» **Work request**
Scan the records and identify every line in which the string "officer" occurs, then return those lines.

***** Study material

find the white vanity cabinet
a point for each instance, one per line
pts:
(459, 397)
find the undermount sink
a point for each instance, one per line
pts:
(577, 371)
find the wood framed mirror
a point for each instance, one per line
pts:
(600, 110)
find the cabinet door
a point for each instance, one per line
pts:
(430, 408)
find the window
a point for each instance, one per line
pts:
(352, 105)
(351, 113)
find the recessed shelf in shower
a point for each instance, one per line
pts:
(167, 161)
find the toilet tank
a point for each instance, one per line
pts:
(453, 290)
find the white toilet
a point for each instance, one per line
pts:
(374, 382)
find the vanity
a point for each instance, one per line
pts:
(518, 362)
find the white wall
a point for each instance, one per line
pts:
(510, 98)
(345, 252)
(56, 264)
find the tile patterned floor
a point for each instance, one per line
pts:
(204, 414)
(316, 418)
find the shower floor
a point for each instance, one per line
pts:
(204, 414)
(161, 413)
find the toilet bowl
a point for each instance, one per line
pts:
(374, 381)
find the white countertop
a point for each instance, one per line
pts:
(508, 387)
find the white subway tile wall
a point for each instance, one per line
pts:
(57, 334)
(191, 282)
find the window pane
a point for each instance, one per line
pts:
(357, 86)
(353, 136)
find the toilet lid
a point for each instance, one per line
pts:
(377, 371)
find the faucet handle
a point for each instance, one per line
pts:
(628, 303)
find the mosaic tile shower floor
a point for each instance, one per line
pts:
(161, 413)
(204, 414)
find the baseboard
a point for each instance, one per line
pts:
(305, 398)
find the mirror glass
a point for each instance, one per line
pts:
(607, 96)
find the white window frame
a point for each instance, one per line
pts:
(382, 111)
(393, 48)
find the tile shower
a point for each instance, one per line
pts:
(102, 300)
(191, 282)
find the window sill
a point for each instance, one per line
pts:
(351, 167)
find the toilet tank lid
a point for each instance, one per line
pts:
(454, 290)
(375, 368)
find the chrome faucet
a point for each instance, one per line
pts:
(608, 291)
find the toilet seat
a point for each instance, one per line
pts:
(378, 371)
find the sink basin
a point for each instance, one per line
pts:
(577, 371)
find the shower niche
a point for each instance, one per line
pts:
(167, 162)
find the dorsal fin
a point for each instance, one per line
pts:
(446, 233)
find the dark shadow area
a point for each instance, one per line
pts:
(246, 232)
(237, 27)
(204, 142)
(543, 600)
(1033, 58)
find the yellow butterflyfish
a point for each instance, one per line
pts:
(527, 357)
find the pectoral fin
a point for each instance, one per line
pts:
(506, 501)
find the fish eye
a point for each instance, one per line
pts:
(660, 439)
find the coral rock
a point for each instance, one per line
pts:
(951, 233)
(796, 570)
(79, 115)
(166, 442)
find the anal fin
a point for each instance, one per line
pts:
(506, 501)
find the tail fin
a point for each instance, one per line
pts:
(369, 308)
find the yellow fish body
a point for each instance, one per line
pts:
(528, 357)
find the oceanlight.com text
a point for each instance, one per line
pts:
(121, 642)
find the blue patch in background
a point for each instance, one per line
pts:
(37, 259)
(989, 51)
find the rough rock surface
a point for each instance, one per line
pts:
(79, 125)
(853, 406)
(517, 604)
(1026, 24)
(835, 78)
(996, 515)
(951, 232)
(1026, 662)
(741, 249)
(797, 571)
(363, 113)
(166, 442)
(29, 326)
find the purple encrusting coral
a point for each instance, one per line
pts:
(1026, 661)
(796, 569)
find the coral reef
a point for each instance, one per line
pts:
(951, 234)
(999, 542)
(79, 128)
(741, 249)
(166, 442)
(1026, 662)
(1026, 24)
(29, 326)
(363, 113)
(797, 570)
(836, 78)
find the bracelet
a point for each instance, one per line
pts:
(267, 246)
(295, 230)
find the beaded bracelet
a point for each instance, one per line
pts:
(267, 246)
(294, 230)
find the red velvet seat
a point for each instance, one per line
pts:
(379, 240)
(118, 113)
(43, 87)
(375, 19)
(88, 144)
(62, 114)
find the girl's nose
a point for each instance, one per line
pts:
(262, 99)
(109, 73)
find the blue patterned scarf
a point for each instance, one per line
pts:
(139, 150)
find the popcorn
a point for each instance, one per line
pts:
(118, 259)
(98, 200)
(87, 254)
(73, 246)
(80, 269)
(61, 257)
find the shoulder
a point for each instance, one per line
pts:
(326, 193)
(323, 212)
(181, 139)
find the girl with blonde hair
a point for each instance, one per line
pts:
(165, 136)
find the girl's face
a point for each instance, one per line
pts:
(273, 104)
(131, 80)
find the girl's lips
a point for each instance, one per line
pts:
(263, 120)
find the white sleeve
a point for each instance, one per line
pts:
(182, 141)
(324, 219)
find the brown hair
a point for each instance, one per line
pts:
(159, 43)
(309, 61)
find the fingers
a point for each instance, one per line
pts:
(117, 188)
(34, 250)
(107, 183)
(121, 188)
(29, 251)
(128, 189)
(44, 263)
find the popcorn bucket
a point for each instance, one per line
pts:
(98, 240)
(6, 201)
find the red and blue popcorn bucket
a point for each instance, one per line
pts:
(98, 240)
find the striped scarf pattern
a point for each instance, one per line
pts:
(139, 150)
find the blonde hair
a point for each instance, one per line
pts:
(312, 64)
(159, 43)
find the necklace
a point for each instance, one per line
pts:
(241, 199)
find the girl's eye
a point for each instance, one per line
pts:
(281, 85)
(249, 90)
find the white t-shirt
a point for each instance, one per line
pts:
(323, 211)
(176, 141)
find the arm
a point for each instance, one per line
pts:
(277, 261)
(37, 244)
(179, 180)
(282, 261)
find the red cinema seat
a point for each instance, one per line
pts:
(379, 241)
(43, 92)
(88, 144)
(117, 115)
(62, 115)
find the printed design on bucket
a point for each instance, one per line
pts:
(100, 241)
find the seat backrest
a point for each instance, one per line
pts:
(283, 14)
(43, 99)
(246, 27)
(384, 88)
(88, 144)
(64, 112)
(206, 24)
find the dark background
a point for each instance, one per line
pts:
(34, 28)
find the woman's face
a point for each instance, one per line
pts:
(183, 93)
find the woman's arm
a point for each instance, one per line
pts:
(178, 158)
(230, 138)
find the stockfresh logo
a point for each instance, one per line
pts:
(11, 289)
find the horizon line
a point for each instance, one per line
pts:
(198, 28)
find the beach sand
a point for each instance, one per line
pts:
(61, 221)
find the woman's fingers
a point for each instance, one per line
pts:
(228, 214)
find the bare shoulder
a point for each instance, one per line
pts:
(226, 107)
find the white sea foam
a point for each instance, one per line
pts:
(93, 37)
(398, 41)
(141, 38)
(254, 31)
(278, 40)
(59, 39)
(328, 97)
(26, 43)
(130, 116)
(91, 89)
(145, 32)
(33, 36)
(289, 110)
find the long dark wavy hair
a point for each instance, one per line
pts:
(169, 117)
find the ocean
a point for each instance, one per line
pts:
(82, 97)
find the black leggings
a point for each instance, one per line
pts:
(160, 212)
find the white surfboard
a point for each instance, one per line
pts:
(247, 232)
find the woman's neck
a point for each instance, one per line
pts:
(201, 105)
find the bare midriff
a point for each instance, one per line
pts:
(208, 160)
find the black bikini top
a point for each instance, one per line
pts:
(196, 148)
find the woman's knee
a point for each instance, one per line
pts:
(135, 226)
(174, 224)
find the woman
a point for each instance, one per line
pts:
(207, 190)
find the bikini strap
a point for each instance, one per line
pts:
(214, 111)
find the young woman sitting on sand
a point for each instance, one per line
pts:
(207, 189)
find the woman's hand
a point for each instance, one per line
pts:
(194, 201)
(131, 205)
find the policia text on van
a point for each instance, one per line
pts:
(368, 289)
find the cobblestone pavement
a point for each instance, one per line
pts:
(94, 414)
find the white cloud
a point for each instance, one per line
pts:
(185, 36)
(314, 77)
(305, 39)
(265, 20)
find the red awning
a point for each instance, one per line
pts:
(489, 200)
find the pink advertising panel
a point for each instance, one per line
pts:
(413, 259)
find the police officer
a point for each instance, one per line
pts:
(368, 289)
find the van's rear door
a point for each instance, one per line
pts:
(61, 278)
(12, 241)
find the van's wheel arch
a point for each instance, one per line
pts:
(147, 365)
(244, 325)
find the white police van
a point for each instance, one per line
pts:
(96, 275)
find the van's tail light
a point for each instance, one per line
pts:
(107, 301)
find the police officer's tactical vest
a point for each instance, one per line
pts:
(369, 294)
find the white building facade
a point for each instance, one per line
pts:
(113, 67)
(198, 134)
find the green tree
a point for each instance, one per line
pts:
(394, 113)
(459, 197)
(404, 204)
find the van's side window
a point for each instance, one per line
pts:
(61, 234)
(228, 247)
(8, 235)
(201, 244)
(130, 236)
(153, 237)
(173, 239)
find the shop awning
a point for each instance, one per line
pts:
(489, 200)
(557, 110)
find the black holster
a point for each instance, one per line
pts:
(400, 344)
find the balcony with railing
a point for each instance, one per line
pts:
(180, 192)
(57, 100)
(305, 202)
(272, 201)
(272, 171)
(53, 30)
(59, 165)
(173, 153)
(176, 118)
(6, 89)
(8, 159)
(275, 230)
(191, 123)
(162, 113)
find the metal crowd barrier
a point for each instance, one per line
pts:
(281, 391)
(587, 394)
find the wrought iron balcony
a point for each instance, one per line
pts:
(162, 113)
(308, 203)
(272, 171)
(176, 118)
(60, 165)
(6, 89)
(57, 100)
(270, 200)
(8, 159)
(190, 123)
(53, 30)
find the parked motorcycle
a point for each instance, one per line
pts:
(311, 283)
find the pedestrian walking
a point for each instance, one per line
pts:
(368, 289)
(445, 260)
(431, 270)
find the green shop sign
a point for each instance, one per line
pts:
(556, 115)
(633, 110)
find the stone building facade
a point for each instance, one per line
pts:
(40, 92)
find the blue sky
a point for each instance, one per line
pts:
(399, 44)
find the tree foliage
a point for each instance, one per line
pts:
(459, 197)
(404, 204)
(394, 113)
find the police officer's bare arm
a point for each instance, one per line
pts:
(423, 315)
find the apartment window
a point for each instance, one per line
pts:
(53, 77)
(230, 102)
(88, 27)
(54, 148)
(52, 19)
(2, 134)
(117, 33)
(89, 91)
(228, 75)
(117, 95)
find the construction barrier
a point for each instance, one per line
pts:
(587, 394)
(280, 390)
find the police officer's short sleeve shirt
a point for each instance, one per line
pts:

**********

» **Exercise solution**
find the police officer
find the police officer's tactical vest
find the police officer's bare arm
find the police officer's short sleeve shirt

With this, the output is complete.